Segment Start: DATA SUPPLIED
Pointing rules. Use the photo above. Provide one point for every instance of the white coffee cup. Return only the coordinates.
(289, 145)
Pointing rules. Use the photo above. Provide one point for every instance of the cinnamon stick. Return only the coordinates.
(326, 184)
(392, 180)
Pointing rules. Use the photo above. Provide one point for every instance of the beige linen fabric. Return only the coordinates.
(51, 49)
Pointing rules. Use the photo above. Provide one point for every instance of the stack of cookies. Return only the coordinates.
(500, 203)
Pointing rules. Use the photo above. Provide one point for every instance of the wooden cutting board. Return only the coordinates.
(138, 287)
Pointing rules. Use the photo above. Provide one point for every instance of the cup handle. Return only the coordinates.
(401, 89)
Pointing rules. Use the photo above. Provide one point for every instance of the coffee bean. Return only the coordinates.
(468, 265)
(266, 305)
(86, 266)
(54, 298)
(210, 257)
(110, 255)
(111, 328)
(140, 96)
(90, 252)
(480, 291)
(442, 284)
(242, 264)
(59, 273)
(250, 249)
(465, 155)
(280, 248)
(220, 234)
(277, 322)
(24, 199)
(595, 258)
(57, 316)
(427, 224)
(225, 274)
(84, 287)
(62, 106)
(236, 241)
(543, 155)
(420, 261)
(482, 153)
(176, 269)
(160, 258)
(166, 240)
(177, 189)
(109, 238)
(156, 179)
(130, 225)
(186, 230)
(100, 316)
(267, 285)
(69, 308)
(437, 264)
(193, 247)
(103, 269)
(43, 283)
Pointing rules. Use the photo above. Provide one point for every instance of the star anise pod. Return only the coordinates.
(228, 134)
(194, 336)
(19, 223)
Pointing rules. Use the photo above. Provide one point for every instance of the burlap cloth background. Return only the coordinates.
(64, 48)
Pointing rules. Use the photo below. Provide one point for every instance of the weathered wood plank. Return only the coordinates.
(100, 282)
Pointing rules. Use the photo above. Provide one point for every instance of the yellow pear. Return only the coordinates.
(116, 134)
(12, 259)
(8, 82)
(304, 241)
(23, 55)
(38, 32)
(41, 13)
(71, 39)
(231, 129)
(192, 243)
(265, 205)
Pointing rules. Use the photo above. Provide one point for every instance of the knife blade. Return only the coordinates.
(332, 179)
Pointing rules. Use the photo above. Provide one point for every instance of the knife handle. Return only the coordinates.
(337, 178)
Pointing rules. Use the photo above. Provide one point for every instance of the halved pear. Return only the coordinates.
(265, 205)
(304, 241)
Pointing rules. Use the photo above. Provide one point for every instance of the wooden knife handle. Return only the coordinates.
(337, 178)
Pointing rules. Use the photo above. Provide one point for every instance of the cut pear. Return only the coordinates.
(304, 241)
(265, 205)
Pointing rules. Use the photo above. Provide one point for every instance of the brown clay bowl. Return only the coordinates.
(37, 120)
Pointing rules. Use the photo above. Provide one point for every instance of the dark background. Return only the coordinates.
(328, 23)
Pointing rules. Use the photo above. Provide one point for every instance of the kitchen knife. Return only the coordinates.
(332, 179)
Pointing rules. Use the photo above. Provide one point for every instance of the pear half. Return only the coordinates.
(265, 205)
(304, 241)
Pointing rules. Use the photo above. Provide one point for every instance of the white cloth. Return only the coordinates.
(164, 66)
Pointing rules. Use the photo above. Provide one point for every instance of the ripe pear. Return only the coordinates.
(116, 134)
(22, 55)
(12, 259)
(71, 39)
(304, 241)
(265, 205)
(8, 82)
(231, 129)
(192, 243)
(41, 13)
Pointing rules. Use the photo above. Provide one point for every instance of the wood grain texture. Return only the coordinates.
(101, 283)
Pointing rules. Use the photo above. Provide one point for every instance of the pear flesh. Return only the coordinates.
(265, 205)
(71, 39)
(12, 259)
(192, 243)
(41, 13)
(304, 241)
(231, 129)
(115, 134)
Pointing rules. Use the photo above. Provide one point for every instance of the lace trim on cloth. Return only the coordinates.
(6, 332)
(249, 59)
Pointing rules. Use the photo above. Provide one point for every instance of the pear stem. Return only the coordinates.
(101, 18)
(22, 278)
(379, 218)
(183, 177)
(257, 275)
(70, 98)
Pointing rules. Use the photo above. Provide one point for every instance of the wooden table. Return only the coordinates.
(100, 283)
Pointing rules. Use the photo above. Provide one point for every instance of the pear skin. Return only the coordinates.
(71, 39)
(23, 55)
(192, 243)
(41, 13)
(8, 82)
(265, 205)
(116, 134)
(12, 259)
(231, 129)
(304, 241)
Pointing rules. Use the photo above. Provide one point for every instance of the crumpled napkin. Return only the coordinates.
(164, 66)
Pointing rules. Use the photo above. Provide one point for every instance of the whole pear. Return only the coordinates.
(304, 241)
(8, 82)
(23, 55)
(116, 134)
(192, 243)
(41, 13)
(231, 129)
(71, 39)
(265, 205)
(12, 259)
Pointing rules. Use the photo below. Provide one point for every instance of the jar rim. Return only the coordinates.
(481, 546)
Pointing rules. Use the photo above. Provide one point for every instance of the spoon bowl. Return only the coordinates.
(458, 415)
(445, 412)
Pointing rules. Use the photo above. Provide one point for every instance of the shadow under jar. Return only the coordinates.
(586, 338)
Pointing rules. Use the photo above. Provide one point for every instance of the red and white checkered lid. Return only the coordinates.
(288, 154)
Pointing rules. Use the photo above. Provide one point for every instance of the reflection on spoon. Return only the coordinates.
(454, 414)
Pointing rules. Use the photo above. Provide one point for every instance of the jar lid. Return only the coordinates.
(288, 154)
Segment End: DATA SUPPLIED
Give back the material above exactly as it was given.

**SOLUTION TO THIS PROBLEM**
Pointing rules. Use the photo above. Provide one point for every instance of the white coffee cup. Return only the coordinates.
(289, 145)
Pointing rules. Use the photo above. Provide one point for every instance of the cinnamon stick. Return only the coordinates.
(326, 184)
(392, 180)
Pointing rules. Use the photo above. Provide one point for every instance of the beige linen fabric. Return only the coordinates.
(51, 49)
Pointing rules. Use the photo above. Provide one point for every instance of the stack of cookies. Return only the coordinates.
(500, 203)
Pointing rules. Use the photo above. Provide one point for every instance of the wooden cutting board. Return only the coordinates.
(138, 287)
Pointing rules. Use the photo above. Provide one point for every instance of the cup handle. Return only the coordinates.
(401, 89)
Pointing rules. Use the photo above. Provide one point for every instance of the coffee bean. Return only the coordinates.
(468, 265)
(266, 305)
(86, 266)
(54, 298)
(210, 257)
(110, 255)
(111, 328)
(140, 96)
(90, 252)
(480, 291)
(442, 284)
(242, 264)
(59, 273)
(250, 249)
(465, 155)
(280, 248)
(220, 234)
(277, 322)
(24, 199)
(595, 258)
(57, 316)
(427, 224)
(225, 274)
(84, 287)
(62, 106)
(236, 241)
(543, 155)
(420, 261)
(482, 153)
(176, 269)
(160, 258)
(166, 240)
(177, 189)
(109, 238)
(156, 179)
(130, 225)
(186, 230)
(100, 316)
(267, 285)
(69, 308)
(437, 264)
(193, 247)
(103, 269)
(43, 283)
Pointing rules. Use the photo above. Provide one point for every instance of the star anise pod. Return only the coordinates.
(228, 134)
(194, 336)
(19, 223)
Pointing rules. Use the photo above. Provide one point for every instance of the burlap cloth background. Return only the coordinates.
(64, 48)
Pointing rules. Use the photo below. Provide one point for every instance of the weathered wood plank. Return only the coordinates.
(100, 282)
Pointing rules. Use the photo above. Provide one point for every instance of the yellow pear. Return only the coordinates.
(116, 134)
(12, 259)
(8, 82)
(304, 241)
(23, 55)
(38, 32)
(41, 13)
(71, 39)
(231, 129)
(192, 243)
(265, 205)
Pointing rules. Use the photo above. Provide one point for every instance of the knife blade. Return only the coordinates.
(332, 179)
Pointing rules. Use the photo above. Provide one point for every instance of the knife handle. Return only the coordinates.
(337, 178)
Pointing rules. Use the photo above. Provide one point for every instance of the halved pear. Return only the coordinates.
(265, 205)
(304, 241)
Pointing rules. Use the photo above. Provide one point for every instance of the wooden knife handle. Return only the coordinates.
(337, 178)
Pointing rules. Use the photo above. Provide one point for every instance of the cut pear. Return only the coordinates.
(304, 241)
(265, 205)
Pointing rules. Use the photo above. Provide one point for every instance of the brown clay bowl. Return only the coordinates.
(37, 120)
Pointing rules. Use the photo above. Provide one point for every instance of the dark background. Return only the coordinates.
(328, 23)
Pointing rules. Use the photo above. Provide one point for every instance of the kitchen knife. Return only the coordinates.
(332, 179)
Pointing rules. Use the photo above. Provide one point for every instance of the pear half. Return only the coordinates.
(265, 205)
(304, 241)
Pointing rules. Use the photo above. Provide one point for every instance of the white cloth. Return only the coordinates.
(164, 66)
Pointing rules. Use the photo above. Provide one point for every instance of the ripe pear. Return only the coordinates.
(116, 134)
(22, 55)
(12, 259)
(71, 39)
(304, 241)
(265, 205)
(8, 82)
(231, 129)
(192, 243)
(41, 13)
Pointing rules. Use the photo above. Provide one point for every instance of the wood grain texture. Return only the coordinates.
(101, 283)
Pointing rules. Use the photo above. Provide one point for every instance of the pear flesh. Return only the coordinates.
(265, 205)
(71, 39)
(12, 259)
(192, 243)
(41, 13)
(304, 241)
(231, 129)
(115, 134)
Pointing rules. Use the photo above. Provide one point for every instance of the lace trim on cloth. Return only the coordinates.
(6, 332)
(249, 59)
Pointing rules. Use the photo above. Provide one point for every instance of the pear stem. Return only the coordinates.
(101, 18)
(22, 278)
(379, 218)
(183, 177)
(257, 275)
(70, 98)
Pointing rules. Use the photo above. Provide one point for every instance of the wooden table. Return only the coordinates.
(100, 283)
Pointing rules. Use the photo above. Provide one point for every instance of the pear skin. Return only the coordinates.
(71, 39)
(23, 55)
(192, 243)
(41, 13)
(8, 82)
(265, 205)
(116, 134)
(12, 259)
(231, 129)
(304, 241)
Pointing rules. Use the photo above. Provide one point for every instance of the crumpled napkin. Return only the coordinates.
(164, 66)
Pointing rules. Use the photo above. Provide one point for every instance of the whole pear. Return only the coordinates.
(304, 241)
(8, 82)
(23, 55)
(116, 134)
(192, 243)
(41, 13)
(231, 129)
(71, 39)
(265, 205)
(12, 259)
Pointing rules. Use the photo below. Provide one point for every instance of the jar rim. Return only the coordinates.
(481, 546)
Pointing rules. Use the photo above. Provide one point for every instance of the spoon bowl. Return only the coordinates.
(458, 415)
(445, 412)
Pointing rules. Use the photo above. Provide one point for every instance of the shadow under jar. Return only the coordinates.
(586, 338)
Pointing rules. Use the photo above. Provide one point for every instance of the red and white checkered lid. Return only the coordinates.
(288, 154)
Pointing rules. Use the photo above. Provide one point for every instance of the reflection on spoon. Return only the coordinates.
(454, 414)
Pointing rules. Use the photo above. Provide one point for every instance of the jar lid. Return only the coordinates.
(288, 154)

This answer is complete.